UMass Amherst scientists are recruiting breastfeeding women for further study
AMHERST, Mass. – Antibodies to the SARS-CoV-2 coronavirus were detected in colostrum, which is early breastmilk, from 14 of 15 women who had tested positive for COVID-19 before giving birth, according to preliminary findings from research led by a University of Massachusetts Amherst breast cancer researcher and a University of Massachusetts Medical School obstetrician-gynecologist.
As the team of UMass Amherst scientists continues related research, the early data on colostrum, the nutrient- and antibody-rich breastmilk produced in the first few days after childbirth, is available on medRxiv, the health sciences preprint server for research not yet peer-reviewed.
“Importantly this immune response was detected in colostrum of women who had their first positive test and symptoms more than four months before delivery, as well as those who had their first positive test at delivery and were asymptomatic,” writes lead author Vignesh Narayanaswamy, a UMass Amherst PhD candidate, in the preprint. He works in the breastmilk research lab of senior and corresponding author Kathleen Arcaro, professor of environmental toxicology in the Department of Veterinary and Animal Sciences.
In addition to the presence of SARS-CoV-2-specific antibodies, the research also revealed increased levels of nine cytokines associated with a COVID-19 inflammatory response.

■ ■ ■

[Aim of the exercise] Copy the colostrum antibody report starting with "As the team" and going on through "not yet peer-reviewed.", and replace "preprint server" with "online repository". Rely on the colostrum antibody report alone.

[Stored data entries]
■ ■ ■

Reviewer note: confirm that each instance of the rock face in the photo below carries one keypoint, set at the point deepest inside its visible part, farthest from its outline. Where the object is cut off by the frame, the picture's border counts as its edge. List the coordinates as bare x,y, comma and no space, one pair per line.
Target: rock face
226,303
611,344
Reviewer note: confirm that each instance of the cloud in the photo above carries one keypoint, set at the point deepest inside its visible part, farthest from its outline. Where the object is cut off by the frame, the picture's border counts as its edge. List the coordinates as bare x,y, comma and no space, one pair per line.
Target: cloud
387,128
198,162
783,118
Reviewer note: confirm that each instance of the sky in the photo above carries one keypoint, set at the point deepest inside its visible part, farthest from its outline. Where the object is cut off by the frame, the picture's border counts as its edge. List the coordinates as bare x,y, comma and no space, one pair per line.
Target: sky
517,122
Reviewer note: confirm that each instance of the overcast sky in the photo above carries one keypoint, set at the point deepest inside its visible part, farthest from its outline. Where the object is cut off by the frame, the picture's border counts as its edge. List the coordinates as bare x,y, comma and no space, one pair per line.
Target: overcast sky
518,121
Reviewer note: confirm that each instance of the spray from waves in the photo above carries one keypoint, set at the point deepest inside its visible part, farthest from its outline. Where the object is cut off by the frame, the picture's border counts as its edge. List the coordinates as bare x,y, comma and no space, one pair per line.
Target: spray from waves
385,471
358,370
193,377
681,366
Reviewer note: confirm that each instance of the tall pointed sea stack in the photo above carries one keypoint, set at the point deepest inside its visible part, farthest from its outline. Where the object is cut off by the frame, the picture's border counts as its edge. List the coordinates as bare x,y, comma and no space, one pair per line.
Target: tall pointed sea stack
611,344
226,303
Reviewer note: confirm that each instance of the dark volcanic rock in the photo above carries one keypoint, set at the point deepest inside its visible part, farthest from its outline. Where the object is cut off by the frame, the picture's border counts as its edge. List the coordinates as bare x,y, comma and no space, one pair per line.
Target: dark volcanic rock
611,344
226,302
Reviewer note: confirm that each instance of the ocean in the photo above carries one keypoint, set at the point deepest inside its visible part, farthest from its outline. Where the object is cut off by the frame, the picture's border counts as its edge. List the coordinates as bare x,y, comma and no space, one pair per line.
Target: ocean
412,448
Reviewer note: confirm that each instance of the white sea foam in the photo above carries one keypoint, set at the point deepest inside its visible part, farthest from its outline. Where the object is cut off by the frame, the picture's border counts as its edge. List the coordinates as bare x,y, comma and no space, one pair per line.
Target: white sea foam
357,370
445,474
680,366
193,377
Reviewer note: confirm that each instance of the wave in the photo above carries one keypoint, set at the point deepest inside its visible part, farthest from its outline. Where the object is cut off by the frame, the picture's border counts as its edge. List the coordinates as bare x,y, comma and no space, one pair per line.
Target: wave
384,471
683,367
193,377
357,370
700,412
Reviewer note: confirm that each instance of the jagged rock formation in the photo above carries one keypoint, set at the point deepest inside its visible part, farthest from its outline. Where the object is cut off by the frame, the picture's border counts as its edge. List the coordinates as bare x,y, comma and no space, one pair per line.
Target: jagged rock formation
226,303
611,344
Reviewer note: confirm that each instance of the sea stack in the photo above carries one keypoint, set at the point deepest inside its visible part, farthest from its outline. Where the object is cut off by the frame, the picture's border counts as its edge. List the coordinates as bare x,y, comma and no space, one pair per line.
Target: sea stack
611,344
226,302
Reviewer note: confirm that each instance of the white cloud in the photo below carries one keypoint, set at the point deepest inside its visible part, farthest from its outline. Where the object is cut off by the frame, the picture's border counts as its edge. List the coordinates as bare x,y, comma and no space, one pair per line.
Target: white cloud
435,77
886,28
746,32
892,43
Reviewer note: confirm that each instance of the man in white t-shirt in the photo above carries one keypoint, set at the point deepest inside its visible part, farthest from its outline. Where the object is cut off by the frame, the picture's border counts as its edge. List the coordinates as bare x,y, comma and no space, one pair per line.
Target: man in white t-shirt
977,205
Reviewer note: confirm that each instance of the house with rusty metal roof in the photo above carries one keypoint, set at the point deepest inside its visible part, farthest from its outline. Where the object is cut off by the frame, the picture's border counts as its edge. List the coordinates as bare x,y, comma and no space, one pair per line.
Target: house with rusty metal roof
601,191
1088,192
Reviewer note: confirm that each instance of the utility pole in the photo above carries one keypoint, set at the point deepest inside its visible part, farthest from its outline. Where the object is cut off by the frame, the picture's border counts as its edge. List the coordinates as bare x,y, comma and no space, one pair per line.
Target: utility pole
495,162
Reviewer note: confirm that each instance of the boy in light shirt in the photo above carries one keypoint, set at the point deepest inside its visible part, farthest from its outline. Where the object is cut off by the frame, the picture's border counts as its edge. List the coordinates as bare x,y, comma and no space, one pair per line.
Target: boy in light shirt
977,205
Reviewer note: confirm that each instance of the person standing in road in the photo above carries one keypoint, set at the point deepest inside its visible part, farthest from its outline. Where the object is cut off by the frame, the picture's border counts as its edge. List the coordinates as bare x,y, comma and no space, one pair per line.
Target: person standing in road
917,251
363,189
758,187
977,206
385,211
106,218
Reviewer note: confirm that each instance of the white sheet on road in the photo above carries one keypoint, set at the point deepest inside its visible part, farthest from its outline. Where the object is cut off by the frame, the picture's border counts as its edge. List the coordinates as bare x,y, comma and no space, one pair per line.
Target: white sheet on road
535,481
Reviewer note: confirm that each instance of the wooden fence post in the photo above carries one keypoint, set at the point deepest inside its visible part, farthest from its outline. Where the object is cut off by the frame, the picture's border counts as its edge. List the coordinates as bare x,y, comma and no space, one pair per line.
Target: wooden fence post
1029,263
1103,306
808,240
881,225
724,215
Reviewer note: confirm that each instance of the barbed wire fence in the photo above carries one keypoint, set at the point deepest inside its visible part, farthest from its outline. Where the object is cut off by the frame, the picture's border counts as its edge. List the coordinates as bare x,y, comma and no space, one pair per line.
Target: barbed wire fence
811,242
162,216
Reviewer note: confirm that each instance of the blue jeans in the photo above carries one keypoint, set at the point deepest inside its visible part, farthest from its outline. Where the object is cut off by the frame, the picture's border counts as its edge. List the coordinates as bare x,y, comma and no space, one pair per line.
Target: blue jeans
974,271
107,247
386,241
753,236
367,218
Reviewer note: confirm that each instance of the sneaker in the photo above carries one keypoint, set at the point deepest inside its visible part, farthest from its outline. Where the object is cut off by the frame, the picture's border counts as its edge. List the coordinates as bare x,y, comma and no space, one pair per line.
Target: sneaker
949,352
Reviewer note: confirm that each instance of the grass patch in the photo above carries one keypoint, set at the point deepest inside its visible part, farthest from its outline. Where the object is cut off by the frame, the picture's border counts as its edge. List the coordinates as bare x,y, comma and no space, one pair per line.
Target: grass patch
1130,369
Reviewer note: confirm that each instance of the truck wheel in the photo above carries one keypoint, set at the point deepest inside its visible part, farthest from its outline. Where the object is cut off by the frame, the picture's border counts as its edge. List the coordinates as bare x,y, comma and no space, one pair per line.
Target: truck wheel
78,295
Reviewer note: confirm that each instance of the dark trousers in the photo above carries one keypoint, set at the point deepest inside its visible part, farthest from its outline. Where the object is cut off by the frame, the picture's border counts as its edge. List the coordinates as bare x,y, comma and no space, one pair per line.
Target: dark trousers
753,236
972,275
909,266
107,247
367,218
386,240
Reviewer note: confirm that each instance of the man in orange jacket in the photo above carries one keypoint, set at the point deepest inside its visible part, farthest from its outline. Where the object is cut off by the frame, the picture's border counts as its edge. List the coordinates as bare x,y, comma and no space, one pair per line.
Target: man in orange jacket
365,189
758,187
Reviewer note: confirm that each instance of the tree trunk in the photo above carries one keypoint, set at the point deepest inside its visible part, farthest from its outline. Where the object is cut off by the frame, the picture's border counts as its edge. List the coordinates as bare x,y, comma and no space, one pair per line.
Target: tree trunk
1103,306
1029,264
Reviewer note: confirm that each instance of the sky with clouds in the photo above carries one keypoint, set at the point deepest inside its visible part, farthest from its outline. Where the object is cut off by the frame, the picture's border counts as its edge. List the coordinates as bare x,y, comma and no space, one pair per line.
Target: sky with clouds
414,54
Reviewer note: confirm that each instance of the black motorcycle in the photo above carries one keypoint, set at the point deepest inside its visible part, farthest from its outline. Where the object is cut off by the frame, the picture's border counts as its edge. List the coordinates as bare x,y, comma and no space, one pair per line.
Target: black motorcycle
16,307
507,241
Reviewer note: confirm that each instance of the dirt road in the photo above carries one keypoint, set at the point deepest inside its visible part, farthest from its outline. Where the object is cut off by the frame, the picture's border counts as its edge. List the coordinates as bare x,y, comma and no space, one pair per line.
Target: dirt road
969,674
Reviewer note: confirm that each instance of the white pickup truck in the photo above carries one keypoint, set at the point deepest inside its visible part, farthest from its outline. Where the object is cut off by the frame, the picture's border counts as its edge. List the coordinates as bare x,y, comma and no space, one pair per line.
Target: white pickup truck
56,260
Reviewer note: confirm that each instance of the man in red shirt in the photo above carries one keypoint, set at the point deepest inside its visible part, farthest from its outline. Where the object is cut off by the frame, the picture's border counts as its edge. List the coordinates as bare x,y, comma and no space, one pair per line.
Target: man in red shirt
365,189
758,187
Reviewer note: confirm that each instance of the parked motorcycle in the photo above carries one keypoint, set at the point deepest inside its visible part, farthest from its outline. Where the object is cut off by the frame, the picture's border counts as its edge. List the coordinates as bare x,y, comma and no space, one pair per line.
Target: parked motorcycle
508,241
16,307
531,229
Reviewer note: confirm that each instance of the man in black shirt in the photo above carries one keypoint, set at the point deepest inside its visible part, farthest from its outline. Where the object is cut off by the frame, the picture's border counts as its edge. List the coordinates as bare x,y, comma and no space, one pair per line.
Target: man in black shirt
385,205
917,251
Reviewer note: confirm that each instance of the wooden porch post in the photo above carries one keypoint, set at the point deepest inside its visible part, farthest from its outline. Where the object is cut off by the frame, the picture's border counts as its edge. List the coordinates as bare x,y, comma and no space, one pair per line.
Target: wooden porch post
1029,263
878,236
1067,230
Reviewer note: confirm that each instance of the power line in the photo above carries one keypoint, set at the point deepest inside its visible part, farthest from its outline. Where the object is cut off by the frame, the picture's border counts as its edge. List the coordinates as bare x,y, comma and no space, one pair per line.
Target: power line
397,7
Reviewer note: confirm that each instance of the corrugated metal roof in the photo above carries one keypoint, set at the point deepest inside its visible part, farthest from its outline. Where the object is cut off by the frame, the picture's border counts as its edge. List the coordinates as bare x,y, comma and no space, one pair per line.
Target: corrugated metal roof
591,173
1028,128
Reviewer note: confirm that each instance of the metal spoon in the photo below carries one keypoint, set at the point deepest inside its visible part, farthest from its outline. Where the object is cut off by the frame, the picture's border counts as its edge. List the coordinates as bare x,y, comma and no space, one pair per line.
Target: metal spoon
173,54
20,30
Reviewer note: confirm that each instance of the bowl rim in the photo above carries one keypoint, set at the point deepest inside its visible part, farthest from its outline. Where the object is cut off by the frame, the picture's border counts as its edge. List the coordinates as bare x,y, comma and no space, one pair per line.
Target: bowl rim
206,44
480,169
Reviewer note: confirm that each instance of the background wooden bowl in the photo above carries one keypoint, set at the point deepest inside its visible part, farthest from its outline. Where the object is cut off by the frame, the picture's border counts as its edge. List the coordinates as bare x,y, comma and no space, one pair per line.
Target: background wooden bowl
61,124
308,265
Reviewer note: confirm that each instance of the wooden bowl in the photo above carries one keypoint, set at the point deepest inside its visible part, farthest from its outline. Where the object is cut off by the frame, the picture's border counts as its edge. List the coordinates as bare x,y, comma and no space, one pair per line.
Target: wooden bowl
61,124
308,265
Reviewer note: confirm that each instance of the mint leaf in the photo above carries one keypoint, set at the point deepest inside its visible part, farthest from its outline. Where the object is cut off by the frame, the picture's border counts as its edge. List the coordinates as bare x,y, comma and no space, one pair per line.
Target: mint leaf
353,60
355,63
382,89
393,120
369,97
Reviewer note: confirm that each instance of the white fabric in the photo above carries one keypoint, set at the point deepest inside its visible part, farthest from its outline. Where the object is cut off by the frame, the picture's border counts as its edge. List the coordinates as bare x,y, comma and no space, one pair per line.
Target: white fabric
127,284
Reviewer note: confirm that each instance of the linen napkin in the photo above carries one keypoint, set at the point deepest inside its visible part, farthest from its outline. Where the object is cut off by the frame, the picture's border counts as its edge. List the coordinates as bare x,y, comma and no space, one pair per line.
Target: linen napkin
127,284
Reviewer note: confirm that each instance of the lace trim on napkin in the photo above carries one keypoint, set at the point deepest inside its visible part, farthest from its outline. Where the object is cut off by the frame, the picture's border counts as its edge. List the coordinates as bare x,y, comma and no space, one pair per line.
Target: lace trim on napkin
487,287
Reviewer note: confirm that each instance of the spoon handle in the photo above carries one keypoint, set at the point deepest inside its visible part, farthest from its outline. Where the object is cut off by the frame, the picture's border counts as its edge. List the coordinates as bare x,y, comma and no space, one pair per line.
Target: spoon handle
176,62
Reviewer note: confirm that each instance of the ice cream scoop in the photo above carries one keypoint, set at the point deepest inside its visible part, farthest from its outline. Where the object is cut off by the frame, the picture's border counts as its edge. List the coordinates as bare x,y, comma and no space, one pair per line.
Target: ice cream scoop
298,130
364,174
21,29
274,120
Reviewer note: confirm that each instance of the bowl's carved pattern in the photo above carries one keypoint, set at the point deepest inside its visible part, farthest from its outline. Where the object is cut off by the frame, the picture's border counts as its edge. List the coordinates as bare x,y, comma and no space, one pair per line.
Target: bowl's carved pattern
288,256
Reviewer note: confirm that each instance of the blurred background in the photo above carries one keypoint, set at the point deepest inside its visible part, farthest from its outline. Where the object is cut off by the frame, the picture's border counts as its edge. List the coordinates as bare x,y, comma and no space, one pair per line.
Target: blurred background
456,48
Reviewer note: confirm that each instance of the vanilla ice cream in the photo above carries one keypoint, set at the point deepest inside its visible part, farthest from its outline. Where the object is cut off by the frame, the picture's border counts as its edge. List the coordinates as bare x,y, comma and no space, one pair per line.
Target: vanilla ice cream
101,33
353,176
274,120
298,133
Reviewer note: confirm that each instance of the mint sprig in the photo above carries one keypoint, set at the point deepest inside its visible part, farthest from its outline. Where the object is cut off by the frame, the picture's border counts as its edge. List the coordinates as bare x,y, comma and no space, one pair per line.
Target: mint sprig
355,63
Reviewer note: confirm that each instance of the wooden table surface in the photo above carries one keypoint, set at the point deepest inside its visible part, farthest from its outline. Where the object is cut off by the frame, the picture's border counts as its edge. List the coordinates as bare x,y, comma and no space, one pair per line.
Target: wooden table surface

■ ■ ■

[Your response]
As the team of UMass Amherst scientists continues related research, the early data on colostrum, the nutrient- and antibody-rich breastmilk produced in the first few days after childbirth, is available on medRxiv, the health sciences online repository for research not yet peer-reviewed.